##### Page excerpt #####

I has occurred to me that my encounters with ass have been so fraught with fear and mystery in part because I’ve never really looked at an anus before. My normal encounters with the asshole have been in the dark, by candlelight or even when under normal lighting conditions, I’m too close and too focused on the job I’m performing to really look at the asshole.

To remedy this, I asked a friend to let me shoot a portrait of her asshole and she agreed. I approached it like any other portrait shoot (aside from the fact that the key light was on a boom, lowered to the floor and pointed up). Since it was a portrait, I used a long lens (250mm) to flatter the asshole and not give it any wide angle distortion.

During the shoot and while reviewing the photos I discovered that assholes are (or at least can be) very cute, and are not nearly as scary as I would have thought.

Oh, and if anyone would like me to shoot a portrait of their asshole, just holla atcha boy. I also gives volume discounts, so feel free to book me for your next asshole portrait party.

The Big Book of Domination Blog Tour: New York, New York!

So, back in November I flew to New York for the release of “The Big Book of Domination” the erotic anthology that my work is included in, from Cleis Press, edited by the awesome D.L. King.

##### Listing #####

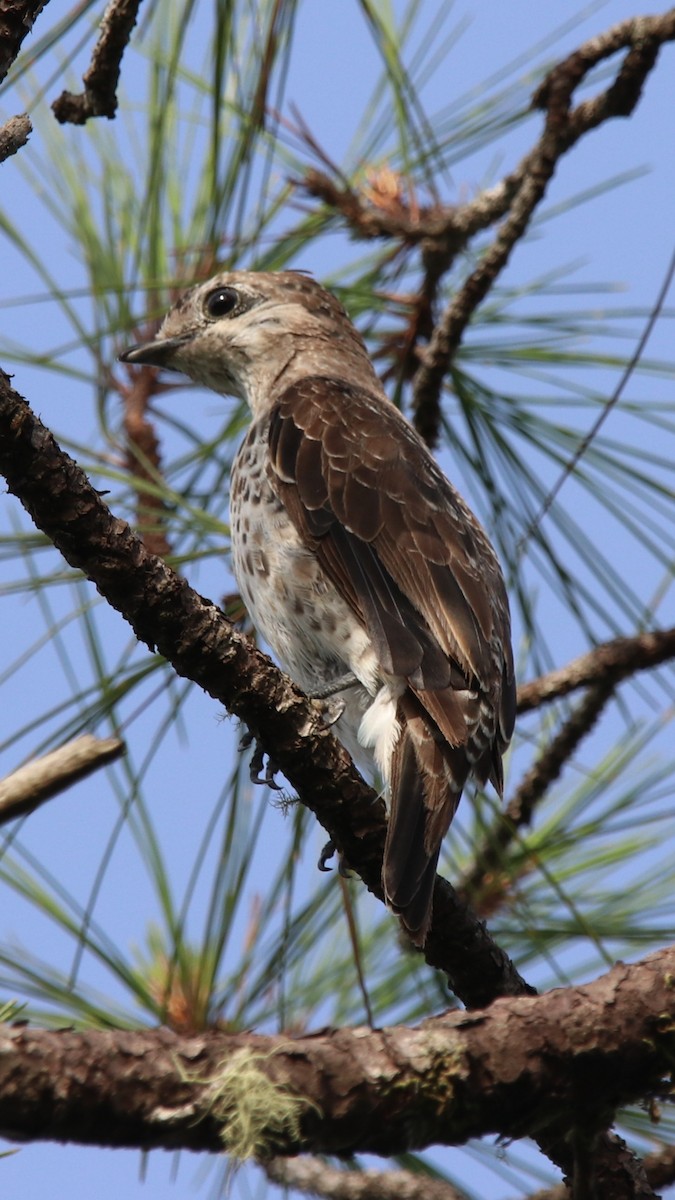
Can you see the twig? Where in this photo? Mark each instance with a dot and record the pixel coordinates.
(202, 645)
(43, 778)
(610, 663)
(484, 883)
(99, 97)
(526, 187)
(143, 459)
(17, 18)
(15, 135)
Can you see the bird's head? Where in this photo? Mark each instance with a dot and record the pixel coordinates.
(246, 333)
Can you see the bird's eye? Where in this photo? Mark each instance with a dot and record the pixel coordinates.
(221, 301)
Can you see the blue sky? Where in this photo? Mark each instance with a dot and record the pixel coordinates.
(625, 237)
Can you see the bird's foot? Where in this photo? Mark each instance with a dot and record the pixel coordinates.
(258, 772)
(327, 853)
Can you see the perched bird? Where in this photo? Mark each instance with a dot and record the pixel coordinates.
(354, 555)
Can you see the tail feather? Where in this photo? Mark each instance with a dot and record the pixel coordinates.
(425, 783)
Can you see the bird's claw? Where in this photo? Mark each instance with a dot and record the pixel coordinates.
(327, 853)
(258, 772)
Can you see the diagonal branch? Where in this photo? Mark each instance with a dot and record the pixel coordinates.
(99, 97)
(199, 642)
(17, 18)
(525, 189)
(41, 779)
(15, 135)
(485, 880)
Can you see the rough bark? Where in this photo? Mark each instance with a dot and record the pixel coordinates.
(567, 1059)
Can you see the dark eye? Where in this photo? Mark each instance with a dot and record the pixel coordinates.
(221, 301)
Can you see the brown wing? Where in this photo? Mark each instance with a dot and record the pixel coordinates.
(394, 537)
(412, 562)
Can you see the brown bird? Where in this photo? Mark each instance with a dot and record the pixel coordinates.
(354, 555)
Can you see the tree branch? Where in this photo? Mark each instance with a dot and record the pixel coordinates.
(485, 881)
(569, 1059)
(202, 645)
(608, 663)
(41, 779)
(17, 18)
(523, 191)
(99, 97)
(15, 135)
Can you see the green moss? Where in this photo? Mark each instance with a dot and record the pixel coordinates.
(255, 1113)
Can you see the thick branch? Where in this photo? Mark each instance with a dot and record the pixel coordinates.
(202, 646)
(568, 1057)
(524, 190)
(42, 779)
(99, 97)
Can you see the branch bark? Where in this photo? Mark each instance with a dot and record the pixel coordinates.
(567, 1059)
(523, 190)
(15, 135)
(17, 18)
(99, 97)
(608, 663)
(202, 645)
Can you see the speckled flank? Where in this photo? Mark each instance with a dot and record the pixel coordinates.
(297, 610)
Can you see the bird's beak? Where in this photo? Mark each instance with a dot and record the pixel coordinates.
(157, 353)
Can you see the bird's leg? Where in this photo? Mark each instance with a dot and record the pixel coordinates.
(257, 765)
(333, 687)
(326, 695)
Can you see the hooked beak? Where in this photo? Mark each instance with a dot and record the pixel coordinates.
(155, 354)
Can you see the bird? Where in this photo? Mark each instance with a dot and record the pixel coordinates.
(360, 564)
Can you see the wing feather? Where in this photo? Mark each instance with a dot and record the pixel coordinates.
(407, 556)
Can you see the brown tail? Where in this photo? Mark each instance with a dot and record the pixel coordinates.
(426, 780)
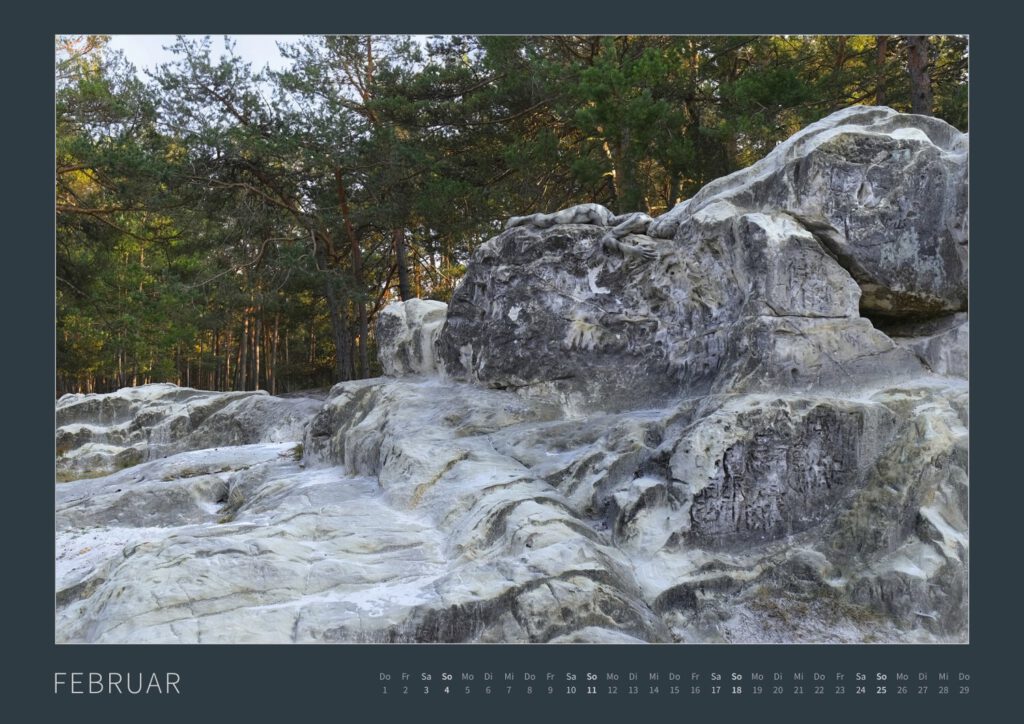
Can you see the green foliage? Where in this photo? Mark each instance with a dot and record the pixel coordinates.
(229, 228)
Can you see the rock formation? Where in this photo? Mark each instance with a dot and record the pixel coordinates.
(759, 435)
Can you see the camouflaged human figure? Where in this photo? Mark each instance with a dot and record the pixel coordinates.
(633, 225)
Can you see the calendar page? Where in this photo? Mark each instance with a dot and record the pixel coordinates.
(531, 373)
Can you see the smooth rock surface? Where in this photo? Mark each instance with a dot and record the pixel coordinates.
(759, 436)
(407, 333)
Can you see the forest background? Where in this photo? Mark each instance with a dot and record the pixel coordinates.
(228, 227)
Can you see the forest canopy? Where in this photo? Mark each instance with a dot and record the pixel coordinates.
(229, 227)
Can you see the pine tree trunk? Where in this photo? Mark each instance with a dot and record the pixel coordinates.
(881, 50)
(398, 237)
(921, 84)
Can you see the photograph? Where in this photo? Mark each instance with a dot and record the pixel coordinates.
(502, 339)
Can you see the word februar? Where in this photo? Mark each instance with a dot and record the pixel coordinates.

#####

## Work instructions
1. In the blog excerpt, what focal length was the lens used for the portrait?
2. Carry on the blog excerpt from its last sentence, about the November trip to New York.

## In response
1. 250mm

2.
I had the pleasure of staying in the home of author Laura Antoniou and her lovely wife Karen. I knew I was in the right place when I saw the Revenge of the Jedi poster in their guest bedroom (side note, as card-carrying member of the Star Wars fan club, I got a Revenge of the Jedi patch in the mail the year before the movie was released. I’m pretty sure I had already lost it by the time it was announced that the title of the movie would be changed).

My first night in New York I went to a BDSM party at a club called the Parthenon. They were playing really good music from Pandora, but it was the free version, so in the middle of the really intense scene, there would be car insurance commercials, which kinda broke the mood.

After the party we went walking around Manhattan looking for a place to get coffee at 1 a.m. and ended up in a 24 hour McDonalds. The girl behind the counter took one look at my date (six-foot tall in her boots and dressed from head to toe in black leather with matching gloves) and asked, “Do you ride motorcycles or hunt vampires?” Then she looked at me and said, “You must be her sidekick.”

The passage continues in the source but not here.